- **Document**
___

The arbitrary and often deadly exercise of overwhelming
military force is what being a superpower is all about.
BLAMING
AMERICANS FIRST
Oh, but Horowitz
would ascribe this to Clinton's personal evil, and dismiss
any more systematic critical analysis of our role in
the world as simple "anti-Americanism." But
the real anti-Americans are those who would sacrifice
thousands more of their fellow citizens in defense of
a policy and a mindset that is pure hubris. Talk about
blaming America first: Horowitz spends most of his piece
attacking those "soft" Americans who have
"been so eager to cash in on 'peace dividends'
that it has stripped itself of even prudent defenses."
Oh, how dare those selfish soft Americans try to get
some of their hard-earned tax dollars back from a thieving
federal government. Horowitz's big solution is
yawn a missile defense "to protect against
even worse terrorist acts in the future." Yeah,
but what about the sort of attacks we have just experienced
a bunch of knife-wielding terrorists who commandeer
a plane and ram it into the biggest, most visible symbols
of American military and financial preeminence? What
he doesn't want to admit is that there is no defense
against such acts short of abolishing the Constitution
and instituting martial law, that is.

___

- **Material for this exercise**
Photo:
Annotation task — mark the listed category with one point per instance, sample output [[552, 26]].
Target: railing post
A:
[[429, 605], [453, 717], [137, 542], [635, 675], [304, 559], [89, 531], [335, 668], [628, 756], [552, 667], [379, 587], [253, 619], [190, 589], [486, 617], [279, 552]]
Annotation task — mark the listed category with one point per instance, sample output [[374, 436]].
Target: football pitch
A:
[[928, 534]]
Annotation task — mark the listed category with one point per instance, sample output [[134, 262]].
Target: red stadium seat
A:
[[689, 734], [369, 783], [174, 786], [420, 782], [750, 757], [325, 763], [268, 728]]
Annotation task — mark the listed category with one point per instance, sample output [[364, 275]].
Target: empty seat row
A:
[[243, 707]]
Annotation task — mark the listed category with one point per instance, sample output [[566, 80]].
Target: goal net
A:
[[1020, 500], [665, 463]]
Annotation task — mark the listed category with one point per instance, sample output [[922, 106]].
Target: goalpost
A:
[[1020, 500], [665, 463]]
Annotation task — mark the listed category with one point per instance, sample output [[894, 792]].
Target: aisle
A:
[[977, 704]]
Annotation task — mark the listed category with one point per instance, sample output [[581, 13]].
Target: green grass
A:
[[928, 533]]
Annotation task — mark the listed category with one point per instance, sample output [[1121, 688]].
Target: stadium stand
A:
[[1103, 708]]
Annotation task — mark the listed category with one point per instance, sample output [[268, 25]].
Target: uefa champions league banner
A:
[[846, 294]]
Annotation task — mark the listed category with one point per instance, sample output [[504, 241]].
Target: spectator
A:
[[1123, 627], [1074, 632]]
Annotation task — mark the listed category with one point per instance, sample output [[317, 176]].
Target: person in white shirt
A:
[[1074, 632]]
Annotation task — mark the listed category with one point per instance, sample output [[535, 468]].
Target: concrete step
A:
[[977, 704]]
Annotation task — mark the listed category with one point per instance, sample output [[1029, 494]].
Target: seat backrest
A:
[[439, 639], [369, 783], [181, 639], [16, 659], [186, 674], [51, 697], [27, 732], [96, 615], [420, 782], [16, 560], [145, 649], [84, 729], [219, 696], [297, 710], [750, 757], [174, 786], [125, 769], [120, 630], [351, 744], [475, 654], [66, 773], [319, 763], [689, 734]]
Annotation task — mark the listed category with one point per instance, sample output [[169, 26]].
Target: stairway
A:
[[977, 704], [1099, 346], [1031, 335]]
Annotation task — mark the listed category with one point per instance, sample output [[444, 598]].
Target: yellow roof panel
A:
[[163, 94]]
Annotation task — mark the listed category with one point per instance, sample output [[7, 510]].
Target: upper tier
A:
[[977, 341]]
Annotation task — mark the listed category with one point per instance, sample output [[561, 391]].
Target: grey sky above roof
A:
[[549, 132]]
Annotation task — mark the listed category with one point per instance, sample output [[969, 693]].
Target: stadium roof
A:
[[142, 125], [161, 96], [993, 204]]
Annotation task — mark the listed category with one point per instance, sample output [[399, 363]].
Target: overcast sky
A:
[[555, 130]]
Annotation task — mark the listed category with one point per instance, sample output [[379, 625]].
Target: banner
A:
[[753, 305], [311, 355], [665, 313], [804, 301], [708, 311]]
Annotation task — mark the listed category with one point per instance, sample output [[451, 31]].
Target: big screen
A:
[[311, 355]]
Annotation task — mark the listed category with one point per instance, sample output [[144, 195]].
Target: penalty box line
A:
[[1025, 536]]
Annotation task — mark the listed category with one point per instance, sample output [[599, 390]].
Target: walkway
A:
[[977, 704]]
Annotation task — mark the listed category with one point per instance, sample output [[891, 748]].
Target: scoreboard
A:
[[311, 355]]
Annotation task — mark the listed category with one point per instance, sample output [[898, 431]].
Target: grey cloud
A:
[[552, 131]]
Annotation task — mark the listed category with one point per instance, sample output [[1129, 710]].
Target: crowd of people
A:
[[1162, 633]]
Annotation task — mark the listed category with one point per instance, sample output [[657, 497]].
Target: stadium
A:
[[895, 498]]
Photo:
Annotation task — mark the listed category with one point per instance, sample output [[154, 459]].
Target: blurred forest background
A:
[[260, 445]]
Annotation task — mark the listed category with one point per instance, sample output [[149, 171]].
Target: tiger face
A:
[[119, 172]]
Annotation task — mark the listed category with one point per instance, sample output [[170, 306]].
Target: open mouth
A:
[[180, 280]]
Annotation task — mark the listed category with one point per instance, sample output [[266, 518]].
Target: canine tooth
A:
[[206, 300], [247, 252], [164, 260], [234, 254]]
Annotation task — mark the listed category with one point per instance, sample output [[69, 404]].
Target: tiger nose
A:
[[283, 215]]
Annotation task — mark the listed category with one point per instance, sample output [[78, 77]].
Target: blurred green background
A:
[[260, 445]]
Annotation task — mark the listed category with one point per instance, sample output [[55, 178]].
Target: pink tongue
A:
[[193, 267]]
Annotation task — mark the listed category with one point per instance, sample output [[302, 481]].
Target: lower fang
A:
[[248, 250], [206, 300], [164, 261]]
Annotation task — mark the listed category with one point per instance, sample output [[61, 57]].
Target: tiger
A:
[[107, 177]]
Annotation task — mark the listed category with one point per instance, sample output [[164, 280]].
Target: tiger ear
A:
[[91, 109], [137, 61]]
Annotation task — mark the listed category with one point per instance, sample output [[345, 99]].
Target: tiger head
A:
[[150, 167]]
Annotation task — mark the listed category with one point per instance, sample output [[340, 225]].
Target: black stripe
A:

___

- **Short task 1**
List every phrase that the passage on Horowitz sets off in double quotation marks.
- **Short task 2**
Recast the rows as a JSON list of strings, one string per line and no blank lines. Start at the line containing "output [[317, 176]]." and go through the line containing "[[753, 305], [311, 355], [665, 313], [804, 301], [708, 311]]".

- **Right answer 1**
- "anti-Americanism."
- "soft"
- "been so eager to cash in on 'peace dividends' that it has stripped itself of even prudent defenses."
- "to protect against even worse terrorist acts in the future."

- **Right answer 2**
[
  "Annotation task — mark the listed category with one point per instance, sample output [[317, 176]].",
  "Target: person in white shirt",
  "A:",
  "[[1074, 632]]",
  "Annotation task — mark the listed category with one point per instance, sample output [[535, 468]].",
  "Target: concrete step",
  "A:",
  "[[977, 704]]",
  "Annotation task — mark the listed category with one point per instance, sample output [[1029, 494]].",
  "Target: seat backrest",
  "A:",
  "[[439, 639], [369, 783], [181, 639], [16, 659], [186, 674], [51, 697], [27, 732], [96, 615], [420, 782], [16, 560], [145, 649], [84, 729], [219, 696], [297, 710], [750, 757], [174, 786], [125, 769], [120, 630], [351, 744], [475, 654], [66, 773], [319, 763], [689, 734]]",
  "Annotation task — mark the listed category with one point per instance, sample output [[169, 26]].",
  "Target: stairway",
  "A:",
  "[[977, 704], [1099, 346], [1031, 335]]",
  "Annotation task — mark the listed category with one point per instance, sample output [[444, 598]].",
  "Target: yellow roof panel",
  "A:",
  "[[163, 94]]",
  "Annotation task — mark the listed category with one point per instance, sample output [[7, 510]].",
  "Target: upper tier",
  "A:",
  "[[977, 341]]",
  "Annotation task — mark the listed category with one point per instance, sample output [[561, 391]].",
  "Target: grey sky above roof",
  "A:",
  "[[549, 132]]",
  "Annotation task — mark the listed category with one point per instance, sample output [[969, 693]].",
  "Target: stadium roof",
  "A:",
  "[[142, 125], [161, 96], [993, 204]]",
  "Annotation task — mark the listed category with one point per instance, sample output [[399, 363]].",
  "Target: overcast sky",
  "A:",
  "[[555, 130]]",
  "Annotation task — mark the listed category with one point per instance, sample output [[379, 625]].",
  "Target: banner",
  "A:",
  "[[753, 305], [311, 355], [665, 313], [804, 301], [708, 311]]"
]